# Have you ever asked yourself this question? If you were to write an opera?



## obwan (Oct 24, 2011)

What would it be like?

I love Wagner. I truly do. I totally understand his concept of 'music-drama', with an uninterrupted flow of drama set to music. I agree that 'set pieces', in which the action of the drama seems to halt, to allow for the performer to show off her/his vocal talent is complete rubbish, unless it can be woven into the plot to make an explanation for the style of the piece at hand. I love you Wagner. But c'mon dude. WTF! Is a little melody to hard to ask for? Is a catchy song or jingle below you? Isn't it ok for a theater goer to be heard humming a tune on his way in or out of an opera? 

Why, it almost seems that what youve given the singers to sing is nothing more than a recitative, or (depending on your point of view; worse yet an improvised line (ala a jazz musician) imortalized only when you decided to write it down on the score, that you as composer at one point had the whole orchestral part completely written out, and knowing the chord progressions knew which possible notes would not clash with the sometimes melodic acompaniment, giving us a decidedly un-song-like song with rthmic pattern, saving for the obligatory long notes, very similar to human speech (aka recitative). 


Contrast this with Mozart. Mozart knew how to write a song. And thusly, mozart knew how to pack an opera house. 


What would your guys's idea be of an opera in which each act is set up as follows:
A couple of scenes of mozart styled arias & ensembles (yes even a few recitatives), and when you get to a particularly dramatic scene, or the climax of the act, have it be through-composed ala Wagner. 


Does anyone know if there are any operas out there that are already like this (or which ones come closest?

Finally if you were to write an opera, what artistic & stylistic deviations from previous trends do you think would make opera even better?


----------



## amfortas (Jun 15, 2011)

I guess I would question your premises on two fronts.

One the one hand, are you saying that "set pieces" are necessarily undramatic, or that they are only about vocal showing off? If you are, I can't agree. I think the aria/recitative pattern, when handled well, can also be very dramatic, though it does adhere to a different--and to many people less familiar--set of codes (as our good friend schigolch has pointed out).

On the other hand, if you're saying that Wagner, because he doesn't churn out "catchy tunes", isn't musically effective, again I would disagree. I find much of Wagner's music, including the vocal lines, quite stirring and memorable, not to mention melodic--though not necessarily in the sense of providing me with a simple, catchy tune I can hum while leaving the theatre.

Other than that, I am in complete accord with everything you said.


----------



## schigolch (Jun 26, 2011)

This fundational keystone of 20th century Opera, _Wozzeck_, is a number opera. 

It's funny, but when I hear a Wagner opera, almost always I hum some of the melodies while leaving the theater.


----------



## Aramis (Mar 1, 2009)

I agree with OP, even major motives in Wagner operas are never melodic and memorable, I mean look at this - what he sings sounds like timpani part from some work of Penderecki or Boulez to me:


----------



## Itullian (Aug 27, 2011)

they all work, Nozze, Lucia, Tristan.
not sure about all recetitive though,life and conversations ebb and flow,peaks and valleys, boring and interesting, even Wagner has "scenes".

● ● ● ●

WORK REQUIRED:
Answer these questions from the opera forum thread.
1. According to obwan, which composer knew how to pack an opera house?
2. Which opera does schigolch call a number opera?
3. Which three operas does Itullian say all work?

● ● ● ●

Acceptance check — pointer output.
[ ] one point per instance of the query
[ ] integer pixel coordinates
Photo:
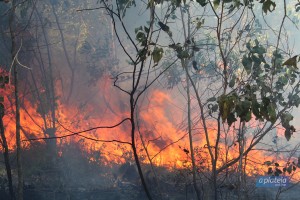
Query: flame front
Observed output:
(161, 134)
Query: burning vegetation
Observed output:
(178, 105)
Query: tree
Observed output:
(250, 90)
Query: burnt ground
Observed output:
(78, 175)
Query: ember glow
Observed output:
(160, 130)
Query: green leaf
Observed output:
(291, 62)
(290, 169)
(232, 81)
(247, 63)
(6, 79)
(157, 54)
(202, 2)
(211, 99)
(268, 163)
(216, 4)
(231, 119)
(256, 108)
(272, 112)
(268, 5)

● ● ● ●

OUTPUT FOR THIS EXERCISE:
1. Mozart
2. _Wozzeck_
3. Nozze, Lucia, and Tristan